▸ Try it
Scan the entries below for the word "optional". Copy each line that has it.

▸ Records supplied

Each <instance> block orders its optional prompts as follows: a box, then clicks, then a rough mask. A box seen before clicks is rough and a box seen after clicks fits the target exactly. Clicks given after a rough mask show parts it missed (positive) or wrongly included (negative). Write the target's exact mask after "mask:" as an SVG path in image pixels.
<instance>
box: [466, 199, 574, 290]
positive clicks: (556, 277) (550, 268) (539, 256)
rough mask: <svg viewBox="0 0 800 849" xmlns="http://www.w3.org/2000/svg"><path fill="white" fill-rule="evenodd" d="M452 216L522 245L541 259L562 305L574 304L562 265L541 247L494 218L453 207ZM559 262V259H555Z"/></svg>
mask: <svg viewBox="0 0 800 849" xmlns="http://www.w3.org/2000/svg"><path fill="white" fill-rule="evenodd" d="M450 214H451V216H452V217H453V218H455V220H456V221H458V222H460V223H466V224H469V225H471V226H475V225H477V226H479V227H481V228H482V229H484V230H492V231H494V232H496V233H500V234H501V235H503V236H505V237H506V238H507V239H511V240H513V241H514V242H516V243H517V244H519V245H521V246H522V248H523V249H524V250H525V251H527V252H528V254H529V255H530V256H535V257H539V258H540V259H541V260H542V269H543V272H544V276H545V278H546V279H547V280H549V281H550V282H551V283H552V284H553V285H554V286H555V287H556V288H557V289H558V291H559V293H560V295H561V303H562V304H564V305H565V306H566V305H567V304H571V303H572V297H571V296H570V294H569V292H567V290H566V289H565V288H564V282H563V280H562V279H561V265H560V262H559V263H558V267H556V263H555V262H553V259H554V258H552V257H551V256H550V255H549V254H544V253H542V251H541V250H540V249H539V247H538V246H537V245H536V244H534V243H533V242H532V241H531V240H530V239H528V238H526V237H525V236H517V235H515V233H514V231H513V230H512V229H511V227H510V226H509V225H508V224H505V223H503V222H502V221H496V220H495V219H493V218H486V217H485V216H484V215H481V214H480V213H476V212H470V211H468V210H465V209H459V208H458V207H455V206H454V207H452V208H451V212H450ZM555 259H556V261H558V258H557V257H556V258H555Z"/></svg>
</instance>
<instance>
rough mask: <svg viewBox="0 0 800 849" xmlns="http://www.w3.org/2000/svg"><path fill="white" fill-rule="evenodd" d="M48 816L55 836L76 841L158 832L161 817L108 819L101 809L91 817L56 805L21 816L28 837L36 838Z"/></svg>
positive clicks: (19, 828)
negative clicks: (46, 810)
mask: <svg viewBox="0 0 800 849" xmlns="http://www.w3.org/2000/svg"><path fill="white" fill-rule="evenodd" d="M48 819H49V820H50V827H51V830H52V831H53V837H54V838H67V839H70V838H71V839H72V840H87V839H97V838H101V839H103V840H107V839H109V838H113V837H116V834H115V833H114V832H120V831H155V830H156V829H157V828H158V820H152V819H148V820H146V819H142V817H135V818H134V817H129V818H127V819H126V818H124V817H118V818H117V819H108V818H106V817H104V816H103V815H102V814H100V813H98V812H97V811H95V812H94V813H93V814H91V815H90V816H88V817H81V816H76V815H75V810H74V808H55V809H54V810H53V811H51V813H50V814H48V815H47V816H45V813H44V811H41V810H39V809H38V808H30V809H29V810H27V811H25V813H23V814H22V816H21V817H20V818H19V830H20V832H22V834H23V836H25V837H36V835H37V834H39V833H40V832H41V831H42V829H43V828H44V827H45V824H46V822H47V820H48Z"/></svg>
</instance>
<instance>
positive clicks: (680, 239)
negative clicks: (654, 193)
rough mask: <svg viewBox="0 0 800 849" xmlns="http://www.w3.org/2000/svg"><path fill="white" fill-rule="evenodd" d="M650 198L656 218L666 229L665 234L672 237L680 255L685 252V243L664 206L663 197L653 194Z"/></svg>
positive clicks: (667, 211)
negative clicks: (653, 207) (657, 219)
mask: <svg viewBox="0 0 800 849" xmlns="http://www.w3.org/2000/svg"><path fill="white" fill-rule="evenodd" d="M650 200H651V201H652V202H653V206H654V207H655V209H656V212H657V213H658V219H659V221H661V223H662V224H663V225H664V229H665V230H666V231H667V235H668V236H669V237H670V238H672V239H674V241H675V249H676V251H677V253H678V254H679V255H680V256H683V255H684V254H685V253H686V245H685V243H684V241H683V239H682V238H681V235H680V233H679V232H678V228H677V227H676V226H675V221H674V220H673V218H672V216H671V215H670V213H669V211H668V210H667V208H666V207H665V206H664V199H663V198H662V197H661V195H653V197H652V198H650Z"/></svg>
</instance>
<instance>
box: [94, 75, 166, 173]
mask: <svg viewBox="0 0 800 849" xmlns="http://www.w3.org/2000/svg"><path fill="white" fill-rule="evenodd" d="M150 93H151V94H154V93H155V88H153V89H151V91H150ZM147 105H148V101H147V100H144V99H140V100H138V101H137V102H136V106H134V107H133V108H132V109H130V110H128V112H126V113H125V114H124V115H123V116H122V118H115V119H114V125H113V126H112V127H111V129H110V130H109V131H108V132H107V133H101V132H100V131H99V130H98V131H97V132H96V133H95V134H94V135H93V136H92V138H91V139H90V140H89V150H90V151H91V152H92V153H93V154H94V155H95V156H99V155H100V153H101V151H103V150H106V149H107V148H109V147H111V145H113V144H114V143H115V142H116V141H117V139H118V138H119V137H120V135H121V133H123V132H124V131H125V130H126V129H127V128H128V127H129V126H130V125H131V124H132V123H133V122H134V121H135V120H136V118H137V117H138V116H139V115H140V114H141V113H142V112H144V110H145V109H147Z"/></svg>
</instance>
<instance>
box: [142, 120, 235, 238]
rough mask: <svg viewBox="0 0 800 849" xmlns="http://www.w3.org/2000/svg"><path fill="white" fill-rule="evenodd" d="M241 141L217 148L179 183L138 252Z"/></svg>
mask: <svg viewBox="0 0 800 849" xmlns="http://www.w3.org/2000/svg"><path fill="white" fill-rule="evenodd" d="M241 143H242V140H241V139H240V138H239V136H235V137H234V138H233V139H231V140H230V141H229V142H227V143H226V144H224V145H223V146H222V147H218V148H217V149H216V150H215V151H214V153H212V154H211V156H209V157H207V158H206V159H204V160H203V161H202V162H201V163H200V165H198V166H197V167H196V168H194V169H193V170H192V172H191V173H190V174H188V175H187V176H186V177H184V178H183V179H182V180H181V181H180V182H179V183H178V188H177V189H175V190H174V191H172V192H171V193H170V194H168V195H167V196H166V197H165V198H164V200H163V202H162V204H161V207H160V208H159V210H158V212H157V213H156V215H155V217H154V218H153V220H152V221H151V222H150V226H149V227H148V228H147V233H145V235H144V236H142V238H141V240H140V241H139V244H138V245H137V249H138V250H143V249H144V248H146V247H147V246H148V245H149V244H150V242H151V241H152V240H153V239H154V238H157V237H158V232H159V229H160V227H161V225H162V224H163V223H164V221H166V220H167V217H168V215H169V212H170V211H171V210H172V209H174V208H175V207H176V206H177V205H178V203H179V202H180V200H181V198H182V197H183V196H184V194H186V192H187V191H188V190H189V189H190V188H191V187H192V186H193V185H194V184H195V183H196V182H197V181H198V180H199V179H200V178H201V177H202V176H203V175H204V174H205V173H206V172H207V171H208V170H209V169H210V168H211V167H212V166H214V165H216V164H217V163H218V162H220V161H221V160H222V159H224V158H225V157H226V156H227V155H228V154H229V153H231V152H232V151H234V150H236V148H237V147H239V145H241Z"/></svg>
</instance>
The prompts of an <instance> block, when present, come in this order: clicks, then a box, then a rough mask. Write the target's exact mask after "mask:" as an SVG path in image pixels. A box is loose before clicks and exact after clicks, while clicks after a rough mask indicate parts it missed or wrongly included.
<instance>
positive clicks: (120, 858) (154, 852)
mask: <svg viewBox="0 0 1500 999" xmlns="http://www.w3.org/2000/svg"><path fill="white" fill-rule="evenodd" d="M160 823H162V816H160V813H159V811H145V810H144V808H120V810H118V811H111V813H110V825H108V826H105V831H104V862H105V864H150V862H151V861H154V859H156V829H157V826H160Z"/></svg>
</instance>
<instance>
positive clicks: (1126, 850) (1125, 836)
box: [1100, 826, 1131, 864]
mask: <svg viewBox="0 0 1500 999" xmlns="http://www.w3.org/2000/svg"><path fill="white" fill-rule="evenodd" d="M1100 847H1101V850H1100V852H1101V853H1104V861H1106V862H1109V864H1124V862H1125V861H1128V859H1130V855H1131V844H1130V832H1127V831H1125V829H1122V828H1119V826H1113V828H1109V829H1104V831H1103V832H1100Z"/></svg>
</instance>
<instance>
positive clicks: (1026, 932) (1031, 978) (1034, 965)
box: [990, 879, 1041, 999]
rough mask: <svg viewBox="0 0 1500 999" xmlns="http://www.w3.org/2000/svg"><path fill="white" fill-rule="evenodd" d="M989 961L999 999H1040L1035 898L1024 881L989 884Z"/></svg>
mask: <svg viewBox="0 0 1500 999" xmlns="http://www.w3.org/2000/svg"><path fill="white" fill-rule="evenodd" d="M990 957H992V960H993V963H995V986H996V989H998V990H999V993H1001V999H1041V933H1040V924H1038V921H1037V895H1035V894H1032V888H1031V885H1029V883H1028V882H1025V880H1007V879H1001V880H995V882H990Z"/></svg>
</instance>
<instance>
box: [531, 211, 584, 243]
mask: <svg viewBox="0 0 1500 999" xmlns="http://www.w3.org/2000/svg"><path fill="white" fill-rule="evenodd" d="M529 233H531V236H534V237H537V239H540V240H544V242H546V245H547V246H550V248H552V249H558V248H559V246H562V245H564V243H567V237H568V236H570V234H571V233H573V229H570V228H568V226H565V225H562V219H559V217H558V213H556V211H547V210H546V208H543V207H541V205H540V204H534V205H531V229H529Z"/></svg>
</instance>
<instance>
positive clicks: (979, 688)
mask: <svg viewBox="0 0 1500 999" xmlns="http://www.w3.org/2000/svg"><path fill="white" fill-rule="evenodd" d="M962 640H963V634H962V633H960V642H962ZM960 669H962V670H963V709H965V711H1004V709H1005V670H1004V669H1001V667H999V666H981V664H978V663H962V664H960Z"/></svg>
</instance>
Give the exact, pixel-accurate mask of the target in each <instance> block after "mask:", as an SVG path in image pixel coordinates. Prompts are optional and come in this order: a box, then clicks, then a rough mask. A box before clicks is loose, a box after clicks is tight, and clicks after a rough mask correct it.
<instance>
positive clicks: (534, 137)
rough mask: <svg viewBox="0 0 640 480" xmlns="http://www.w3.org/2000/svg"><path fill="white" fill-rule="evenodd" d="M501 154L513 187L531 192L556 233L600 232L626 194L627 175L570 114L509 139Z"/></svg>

▸ Expected answer
Each <instance> block orders its optional prompts as follows: a box, then clicks, then a rough mask. A box seen before clicks is rough and a box seen after clicks fits the target exactly. Clicks given after a rough mask show parts it missed (positive) or wrongly included (negative). Write the target's exact mask after "mask:" as an SVG path in image pixels.
Give the exact, pixel-accurate mask of the target in each <instance> block after "mask:", as an SVG path in image pixel coordinates. Prompts are optional and come in this order: a box, then clicks, then a rough mask. A box before clicks is loose, a box after clicks is tight, and clicks after a rough mask correct it.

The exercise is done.